→ **Selection**:
It is more likely that Halley based his conclusion on the text by Boulliau.⁵ Boulliau prints a Greek text from the astronomer Heliodorus, and provides a Latin translation. We translate from the Greek (see Appendix 1).

On 15 to 16 Phamenoth 225, I saw the Moon following the bright [star] from the Hyades, after the lighting of the lamps, by at most half a finger, and it appeared to have occulted it, because the star was next to the bisection of the convex circumference of the illuminated part. The true Moon then was at $16^{\circ} 3 0^{'}$ Taurus.

The Egyptian date corresponds to 11 March 509, a finger in ancient astronomy corresponds to 5′, and the lamps were lighted after dusk. After performing the required computations Boulliau concludes that in fact no occultation took place. He took 7:20 p.m. as the local time for earliest visibility in Athens, and used a time difference between Athens and Hven (Uranienborg) of 45 minutes, close to the correct value of 44.1 minutes. We list his numbers in Table 3. Boulliau does not mention a latitude for Aldebaran, but we may assume that he used the value $- 5^{\circ} 3 1^{'}$ determined in Uranienborg, that is, the value by Brahe (see Table 1). The southern edge of the Moon was taken by Boulliau to be 15′ south of its topocentric centre, that is, at $- 5 ° 2 6^{'} 2 {7^{'}}^{'}$ , thus about $4 . 5^{'}$ north of Aldebaran. Bouilliau concluded that no occultation could have taken place.

Table 3.

Geocentric and topocentric positions of the centre of the Moon on 11 March 509 for an observer in Athens according to Boulliau⁵ (Bo) and according to our modern computations for Athens (At, coordinates $23 ° 4 3^{'} 4 {0^{'}}^{'}$ East, $37 ° 5 9^{'} 0 {2^{'}}^{'}$ North) and for Alexandria (Al, $29 ° 5 5^{'}$ E, $31 ° 1 2^{'}$ N). CA moment of closest approach to Aldebaran; EV moment of earliest visibility of Aldebaran. For Athens we also list the results for a computation in which the length of the day did not change between 509 and 1700, hence ∆ t = ∆t(1700) = 11s. We also give the correct position of Aldebaran in 509, and the position obtained by converting its position in Flamsteed’s catalogue to 509 without proper motion.

		∆t (s)	UT (h)	LT (h)	LST (h)	$λ_{g}$ (°)	$β_{g}$ (°)	$λ_{t}$ (°)	$β_{t}$ (°)

→ **Exercise input**:
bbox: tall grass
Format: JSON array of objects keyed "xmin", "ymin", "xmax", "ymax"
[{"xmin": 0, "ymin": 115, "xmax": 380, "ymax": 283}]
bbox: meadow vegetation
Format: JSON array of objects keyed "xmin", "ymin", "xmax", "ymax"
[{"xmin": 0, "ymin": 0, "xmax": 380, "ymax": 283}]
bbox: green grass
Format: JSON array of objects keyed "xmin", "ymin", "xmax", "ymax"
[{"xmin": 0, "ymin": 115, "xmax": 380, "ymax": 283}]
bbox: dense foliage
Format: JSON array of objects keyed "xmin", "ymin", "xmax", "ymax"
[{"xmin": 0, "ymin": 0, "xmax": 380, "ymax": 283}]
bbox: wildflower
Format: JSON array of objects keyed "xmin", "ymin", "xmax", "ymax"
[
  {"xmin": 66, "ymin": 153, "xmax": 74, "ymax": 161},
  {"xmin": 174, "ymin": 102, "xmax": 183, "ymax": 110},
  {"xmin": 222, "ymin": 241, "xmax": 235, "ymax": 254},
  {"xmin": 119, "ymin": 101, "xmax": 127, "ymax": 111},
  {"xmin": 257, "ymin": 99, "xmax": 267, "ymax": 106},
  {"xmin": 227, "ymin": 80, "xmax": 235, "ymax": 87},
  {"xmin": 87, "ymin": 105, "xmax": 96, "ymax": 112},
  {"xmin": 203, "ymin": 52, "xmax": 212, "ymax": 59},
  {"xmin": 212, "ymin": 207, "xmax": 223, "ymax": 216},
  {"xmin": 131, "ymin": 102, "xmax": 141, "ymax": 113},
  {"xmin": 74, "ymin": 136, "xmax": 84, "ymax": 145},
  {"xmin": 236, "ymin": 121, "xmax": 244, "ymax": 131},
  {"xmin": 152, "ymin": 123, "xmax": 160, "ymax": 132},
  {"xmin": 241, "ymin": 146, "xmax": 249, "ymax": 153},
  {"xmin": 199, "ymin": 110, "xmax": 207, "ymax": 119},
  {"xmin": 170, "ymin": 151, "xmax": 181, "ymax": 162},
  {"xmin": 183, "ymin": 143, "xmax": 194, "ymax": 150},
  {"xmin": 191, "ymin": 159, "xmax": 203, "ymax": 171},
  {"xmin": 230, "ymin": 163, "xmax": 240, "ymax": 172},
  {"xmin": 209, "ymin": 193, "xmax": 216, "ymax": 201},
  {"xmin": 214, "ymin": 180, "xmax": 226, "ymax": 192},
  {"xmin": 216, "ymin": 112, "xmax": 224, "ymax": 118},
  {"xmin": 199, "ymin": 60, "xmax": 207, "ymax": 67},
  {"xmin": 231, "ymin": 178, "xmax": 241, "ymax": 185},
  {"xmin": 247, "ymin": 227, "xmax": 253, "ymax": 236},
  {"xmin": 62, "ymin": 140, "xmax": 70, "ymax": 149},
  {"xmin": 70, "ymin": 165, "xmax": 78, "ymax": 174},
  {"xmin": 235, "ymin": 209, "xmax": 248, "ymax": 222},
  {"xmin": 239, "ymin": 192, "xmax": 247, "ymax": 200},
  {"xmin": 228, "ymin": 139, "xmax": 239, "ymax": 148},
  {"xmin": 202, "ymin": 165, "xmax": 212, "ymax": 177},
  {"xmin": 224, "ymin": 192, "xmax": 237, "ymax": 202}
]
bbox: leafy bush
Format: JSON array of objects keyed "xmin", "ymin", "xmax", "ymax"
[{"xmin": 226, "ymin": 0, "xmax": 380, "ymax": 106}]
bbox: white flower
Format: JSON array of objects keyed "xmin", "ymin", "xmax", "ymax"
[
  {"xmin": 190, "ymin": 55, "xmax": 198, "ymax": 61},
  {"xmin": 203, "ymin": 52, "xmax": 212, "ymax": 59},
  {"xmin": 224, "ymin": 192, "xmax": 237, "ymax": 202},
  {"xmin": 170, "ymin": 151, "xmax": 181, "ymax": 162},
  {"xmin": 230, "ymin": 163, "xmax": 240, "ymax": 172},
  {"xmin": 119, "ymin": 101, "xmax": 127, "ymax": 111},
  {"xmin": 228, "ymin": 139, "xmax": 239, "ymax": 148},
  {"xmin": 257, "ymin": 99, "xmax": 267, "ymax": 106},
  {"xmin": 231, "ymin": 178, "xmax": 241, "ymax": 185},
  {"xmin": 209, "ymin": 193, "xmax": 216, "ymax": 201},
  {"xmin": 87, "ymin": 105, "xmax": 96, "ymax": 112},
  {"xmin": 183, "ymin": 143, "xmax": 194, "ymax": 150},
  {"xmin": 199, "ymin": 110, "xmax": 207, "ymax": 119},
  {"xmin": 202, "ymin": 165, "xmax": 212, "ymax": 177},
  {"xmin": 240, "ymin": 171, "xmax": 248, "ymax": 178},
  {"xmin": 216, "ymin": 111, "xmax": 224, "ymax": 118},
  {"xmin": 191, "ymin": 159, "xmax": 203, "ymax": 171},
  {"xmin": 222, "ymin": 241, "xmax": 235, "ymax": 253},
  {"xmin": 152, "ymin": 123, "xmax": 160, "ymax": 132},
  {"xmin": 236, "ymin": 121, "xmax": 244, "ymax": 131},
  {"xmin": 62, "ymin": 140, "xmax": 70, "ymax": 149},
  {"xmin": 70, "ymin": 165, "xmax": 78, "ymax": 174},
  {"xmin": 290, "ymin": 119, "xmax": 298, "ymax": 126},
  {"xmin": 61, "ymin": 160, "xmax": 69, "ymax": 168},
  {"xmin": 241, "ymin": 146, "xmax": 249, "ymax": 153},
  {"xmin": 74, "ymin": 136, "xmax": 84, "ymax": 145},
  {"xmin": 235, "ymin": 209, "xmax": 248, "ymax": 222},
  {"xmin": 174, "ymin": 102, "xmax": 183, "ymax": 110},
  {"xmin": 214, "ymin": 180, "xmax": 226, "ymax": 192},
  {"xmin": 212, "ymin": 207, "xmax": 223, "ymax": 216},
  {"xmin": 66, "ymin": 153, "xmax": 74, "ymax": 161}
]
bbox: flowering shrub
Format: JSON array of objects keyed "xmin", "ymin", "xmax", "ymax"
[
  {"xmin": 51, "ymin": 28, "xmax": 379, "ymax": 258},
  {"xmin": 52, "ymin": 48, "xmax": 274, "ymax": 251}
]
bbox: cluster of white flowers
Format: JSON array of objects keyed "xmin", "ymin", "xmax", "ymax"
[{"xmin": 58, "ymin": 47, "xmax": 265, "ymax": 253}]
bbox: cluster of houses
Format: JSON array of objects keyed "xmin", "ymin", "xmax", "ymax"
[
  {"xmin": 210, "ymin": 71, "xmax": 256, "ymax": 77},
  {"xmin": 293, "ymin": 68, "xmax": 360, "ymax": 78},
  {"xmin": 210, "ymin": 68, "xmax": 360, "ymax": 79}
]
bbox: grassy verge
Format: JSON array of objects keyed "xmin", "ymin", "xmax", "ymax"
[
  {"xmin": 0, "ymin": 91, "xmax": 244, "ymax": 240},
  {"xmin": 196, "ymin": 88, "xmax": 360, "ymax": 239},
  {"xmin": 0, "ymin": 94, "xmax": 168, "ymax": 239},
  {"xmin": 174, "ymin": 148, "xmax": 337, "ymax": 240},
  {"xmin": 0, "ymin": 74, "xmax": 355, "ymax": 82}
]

→ **Jobs**:
a. Reproduce the rows verbatim, starting at the line that contains "bbox: grassy verge" and ending with the last line of the rows.
b. Continue the passage on Boulliau's analysis of the Heliodorus occultation from the point at which it stops.
The astronomical text and the rows have no connection to each other.

→ **Solved problems**:
a.
bbox: grassy verge
Format: JSON array of objects keyed "xmin", "ymin", "xmax", "ymax"
[
  {"xmin": 0, "ymin": 91, "xmax": 244, "ymax": 240},
  {"xmin": 196, "ymin": 88, "xmax": 360, "ymax": 239},
  {"xmin": 0, "ymin": 94, "xmax": 168, "ymax": 239},
  {"xmin": 174, "ymin": 148, "xmax": 337, "ymax": 240},
  {"xmin": 0, "ymin": 74, "xmax": 355, "ymax": 82}
]

b.
Bo	EV			19.333		50.507	−4.967	49.879	−5.191
At	CA	5620	13.627	15.209	2.589	48.975	−4.934	48.980	−5.343
At	EV	5620	16.733	18.315	5.703	50.552	−4.982	50.025	−5.271
Al	CA	5620	13.714	15.709	3.089	49.019	−4.935	48.962	−5.220
Al	EV	5620	16.333	18.328	5.715	50.349	−4.976	49.808	−5.160
At	CA	11	16.122	17.704	5.090	49.451	−4.949	49.009	−5.250
Position Aldebaran in 509 computed from HIPPARCOS data								49.010	−5.573
Flamsteed position Aldebaran converted to 509								49.014	−5.641

CA: closest approach; EV: earliest visibility; UT: universal time; LT: local time; LST: local sidereal time.

Halley will have noted that the position of Aldebaran according to Flamsteed is $1^{'} 1 {1^{'}}^{'}$ further North than that by Brahe (see Table 1), but even then an occultation could only have taken place if Aldebaran was further north in 509 than this, hence if Aldebaran moves south with time.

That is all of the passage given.